Work instruction =>
Copy exactly the lines of the data below that run from the line holding "Target: man with beard" through the line holding "of the necktie.", both ends included.

[Point-per-instance localization data]
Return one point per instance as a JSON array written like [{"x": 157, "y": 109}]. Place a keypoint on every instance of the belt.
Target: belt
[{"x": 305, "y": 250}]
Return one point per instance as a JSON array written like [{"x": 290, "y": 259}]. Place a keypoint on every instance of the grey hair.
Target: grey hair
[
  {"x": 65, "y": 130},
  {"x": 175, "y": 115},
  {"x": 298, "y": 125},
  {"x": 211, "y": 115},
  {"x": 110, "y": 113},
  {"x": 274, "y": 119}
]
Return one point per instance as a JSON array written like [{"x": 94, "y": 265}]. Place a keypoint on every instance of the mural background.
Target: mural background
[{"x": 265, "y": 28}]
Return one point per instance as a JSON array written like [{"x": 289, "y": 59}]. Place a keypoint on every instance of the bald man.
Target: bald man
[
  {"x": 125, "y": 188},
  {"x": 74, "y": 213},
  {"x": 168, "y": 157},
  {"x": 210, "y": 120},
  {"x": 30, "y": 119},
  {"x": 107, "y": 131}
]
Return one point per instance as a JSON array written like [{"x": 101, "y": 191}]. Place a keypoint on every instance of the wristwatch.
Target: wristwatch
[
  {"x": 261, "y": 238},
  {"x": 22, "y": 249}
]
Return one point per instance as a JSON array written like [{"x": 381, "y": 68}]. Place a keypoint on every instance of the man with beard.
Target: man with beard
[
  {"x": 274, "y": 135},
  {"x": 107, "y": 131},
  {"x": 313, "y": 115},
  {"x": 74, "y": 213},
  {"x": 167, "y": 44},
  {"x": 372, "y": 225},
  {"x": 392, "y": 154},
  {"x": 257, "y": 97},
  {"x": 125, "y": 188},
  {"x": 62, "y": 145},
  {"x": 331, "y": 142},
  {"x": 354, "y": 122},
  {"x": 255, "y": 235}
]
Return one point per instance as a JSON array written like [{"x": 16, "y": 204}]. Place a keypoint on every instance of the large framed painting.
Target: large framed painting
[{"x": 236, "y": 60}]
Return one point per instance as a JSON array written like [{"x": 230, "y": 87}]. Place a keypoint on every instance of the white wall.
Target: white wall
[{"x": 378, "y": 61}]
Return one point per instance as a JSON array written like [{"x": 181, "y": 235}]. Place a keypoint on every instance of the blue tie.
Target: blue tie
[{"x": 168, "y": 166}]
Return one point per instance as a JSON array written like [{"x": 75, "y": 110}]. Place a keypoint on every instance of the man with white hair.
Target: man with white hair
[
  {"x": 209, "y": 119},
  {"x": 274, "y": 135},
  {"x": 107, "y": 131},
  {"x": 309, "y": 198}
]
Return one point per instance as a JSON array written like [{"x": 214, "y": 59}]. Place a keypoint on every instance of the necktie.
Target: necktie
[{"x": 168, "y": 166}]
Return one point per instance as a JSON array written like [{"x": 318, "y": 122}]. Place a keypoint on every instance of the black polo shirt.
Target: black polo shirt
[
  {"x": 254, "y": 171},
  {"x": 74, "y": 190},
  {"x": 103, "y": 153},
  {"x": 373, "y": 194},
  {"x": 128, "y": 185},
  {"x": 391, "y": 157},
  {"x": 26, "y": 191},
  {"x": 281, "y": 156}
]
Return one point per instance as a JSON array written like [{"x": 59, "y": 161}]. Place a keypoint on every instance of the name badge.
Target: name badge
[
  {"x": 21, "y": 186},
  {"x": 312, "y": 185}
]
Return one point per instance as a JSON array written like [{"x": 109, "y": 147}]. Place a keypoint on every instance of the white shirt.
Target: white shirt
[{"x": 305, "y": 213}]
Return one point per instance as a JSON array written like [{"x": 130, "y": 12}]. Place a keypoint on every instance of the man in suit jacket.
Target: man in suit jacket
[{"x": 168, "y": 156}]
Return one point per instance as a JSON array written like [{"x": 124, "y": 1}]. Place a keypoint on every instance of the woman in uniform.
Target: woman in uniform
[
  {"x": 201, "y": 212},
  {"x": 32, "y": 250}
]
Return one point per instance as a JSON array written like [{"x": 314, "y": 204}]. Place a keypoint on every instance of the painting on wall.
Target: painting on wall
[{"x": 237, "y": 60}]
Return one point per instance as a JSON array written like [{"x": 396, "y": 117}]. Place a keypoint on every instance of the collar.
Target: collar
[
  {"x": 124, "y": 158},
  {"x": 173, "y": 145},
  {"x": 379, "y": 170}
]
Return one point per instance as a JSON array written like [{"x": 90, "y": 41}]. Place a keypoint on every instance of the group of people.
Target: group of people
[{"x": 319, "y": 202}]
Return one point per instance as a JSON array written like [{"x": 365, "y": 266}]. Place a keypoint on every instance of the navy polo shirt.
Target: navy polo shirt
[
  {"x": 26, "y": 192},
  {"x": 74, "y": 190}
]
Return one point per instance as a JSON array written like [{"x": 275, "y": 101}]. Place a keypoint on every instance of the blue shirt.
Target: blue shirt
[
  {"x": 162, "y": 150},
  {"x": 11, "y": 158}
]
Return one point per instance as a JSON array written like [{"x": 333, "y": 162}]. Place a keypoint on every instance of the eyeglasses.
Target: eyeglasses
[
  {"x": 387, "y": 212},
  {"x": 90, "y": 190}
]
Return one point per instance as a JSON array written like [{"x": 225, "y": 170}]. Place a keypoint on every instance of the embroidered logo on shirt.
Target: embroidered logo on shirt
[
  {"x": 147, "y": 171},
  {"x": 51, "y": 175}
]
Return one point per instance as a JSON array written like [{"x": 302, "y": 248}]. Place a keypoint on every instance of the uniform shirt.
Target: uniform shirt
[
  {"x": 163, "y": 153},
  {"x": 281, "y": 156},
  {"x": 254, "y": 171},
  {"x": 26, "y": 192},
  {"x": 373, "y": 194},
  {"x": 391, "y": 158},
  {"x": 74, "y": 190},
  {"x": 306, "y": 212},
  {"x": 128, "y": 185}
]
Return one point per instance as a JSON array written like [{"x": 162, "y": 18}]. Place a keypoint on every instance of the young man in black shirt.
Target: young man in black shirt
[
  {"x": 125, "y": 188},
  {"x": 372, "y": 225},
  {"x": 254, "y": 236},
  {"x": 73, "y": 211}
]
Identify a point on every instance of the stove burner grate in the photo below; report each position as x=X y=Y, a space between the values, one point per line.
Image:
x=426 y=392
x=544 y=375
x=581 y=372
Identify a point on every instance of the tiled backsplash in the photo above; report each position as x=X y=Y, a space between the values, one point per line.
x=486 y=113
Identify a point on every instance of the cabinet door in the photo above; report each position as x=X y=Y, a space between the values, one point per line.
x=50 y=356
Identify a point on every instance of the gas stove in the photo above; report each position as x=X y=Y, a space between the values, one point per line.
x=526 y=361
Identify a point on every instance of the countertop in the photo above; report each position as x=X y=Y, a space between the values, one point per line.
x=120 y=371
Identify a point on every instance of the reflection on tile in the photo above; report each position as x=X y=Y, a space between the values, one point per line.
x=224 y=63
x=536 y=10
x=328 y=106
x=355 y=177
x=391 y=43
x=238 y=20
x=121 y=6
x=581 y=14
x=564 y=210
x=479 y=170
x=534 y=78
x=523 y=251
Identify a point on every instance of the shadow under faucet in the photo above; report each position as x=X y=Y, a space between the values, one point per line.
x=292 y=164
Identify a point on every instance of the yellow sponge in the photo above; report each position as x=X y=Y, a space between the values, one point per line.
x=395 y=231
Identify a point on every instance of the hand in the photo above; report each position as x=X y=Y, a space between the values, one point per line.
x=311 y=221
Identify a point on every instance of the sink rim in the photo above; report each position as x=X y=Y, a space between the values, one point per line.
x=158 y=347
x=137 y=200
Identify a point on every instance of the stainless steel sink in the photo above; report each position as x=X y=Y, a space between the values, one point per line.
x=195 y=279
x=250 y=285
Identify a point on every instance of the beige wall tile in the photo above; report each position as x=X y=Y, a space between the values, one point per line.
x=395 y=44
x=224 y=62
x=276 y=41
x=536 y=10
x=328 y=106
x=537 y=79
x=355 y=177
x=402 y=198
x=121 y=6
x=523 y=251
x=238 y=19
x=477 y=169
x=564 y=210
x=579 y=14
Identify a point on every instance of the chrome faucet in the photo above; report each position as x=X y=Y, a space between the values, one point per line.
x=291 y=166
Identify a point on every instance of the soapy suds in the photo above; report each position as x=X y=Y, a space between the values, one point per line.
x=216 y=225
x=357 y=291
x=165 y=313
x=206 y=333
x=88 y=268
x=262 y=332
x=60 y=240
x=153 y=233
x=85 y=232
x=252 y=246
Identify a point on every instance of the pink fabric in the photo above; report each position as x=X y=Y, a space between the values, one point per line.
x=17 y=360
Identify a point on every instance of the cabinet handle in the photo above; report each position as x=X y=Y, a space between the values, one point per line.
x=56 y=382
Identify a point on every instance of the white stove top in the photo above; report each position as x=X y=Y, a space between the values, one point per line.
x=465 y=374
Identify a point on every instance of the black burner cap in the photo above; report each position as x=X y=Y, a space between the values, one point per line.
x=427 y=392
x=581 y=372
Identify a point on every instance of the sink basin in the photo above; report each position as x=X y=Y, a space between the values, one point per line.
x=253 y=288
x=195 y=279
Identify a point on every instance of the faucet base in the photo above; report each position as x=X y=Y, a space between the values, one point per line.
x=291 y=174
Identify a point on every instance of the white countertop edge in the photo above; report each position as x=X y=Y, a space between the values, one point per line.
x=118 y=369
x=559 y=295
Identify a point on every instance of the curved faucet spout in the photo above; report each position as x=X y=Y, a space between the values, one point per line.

Reply to the task =>
Target: man with beard
[
  {"x": 274, "y": 135},
  {"x": 107, "y": 131},
  {"x": 313, "y": 115},
  {"x": 74, "y": 213},
  {"x": 167, "y": 44},
  {"x": 372, "y": 225},
  {"x": 392, "y": 154},
  {"x": 257, "y": 97},
  {"x": 125, "y": 188},
  {"x": 62, "y": 145},
  {"x": 331, "y": 142},
  {"x": 354, "y": 122},
  {"x": 255, "y": 235}
]
Return one point per instance as a JSON array written like [{"x": 16, "y": 204}]. Place a keypoint on every instance of the large framed painting.
Target: large framed painting
[{"x": 236, "y": 60}]
Return one point per instance as a JSON array written like [{"x": 230, "y": 87}]. Place a keypoint on every instance of the white wall.
Target: white wall
[{"x": 378, "y": 61}]
Return one point per instance as a JSON array written like [{"x": 181, "y": 235}]. Place a keypoint on every instance of the blue tie.
Target: blue tie
[{"x": 168, "y": 166}]
Return one point per instance as a JSON array written like [{"x": 75, "y": 110}]. Place a keypoint on every instance of the man with white hair.
Target: man with white hair
[
  {"x": 209, "y": 119},
  {"x": 274, "y": 135},
  {"x": 107, "y": 131},
  {"x": 309, "y": 198}
]
Return one point per instance as a JSON array written like [{"x": 214, "y": 59}]. Place a keypoint on every instance of the necktie.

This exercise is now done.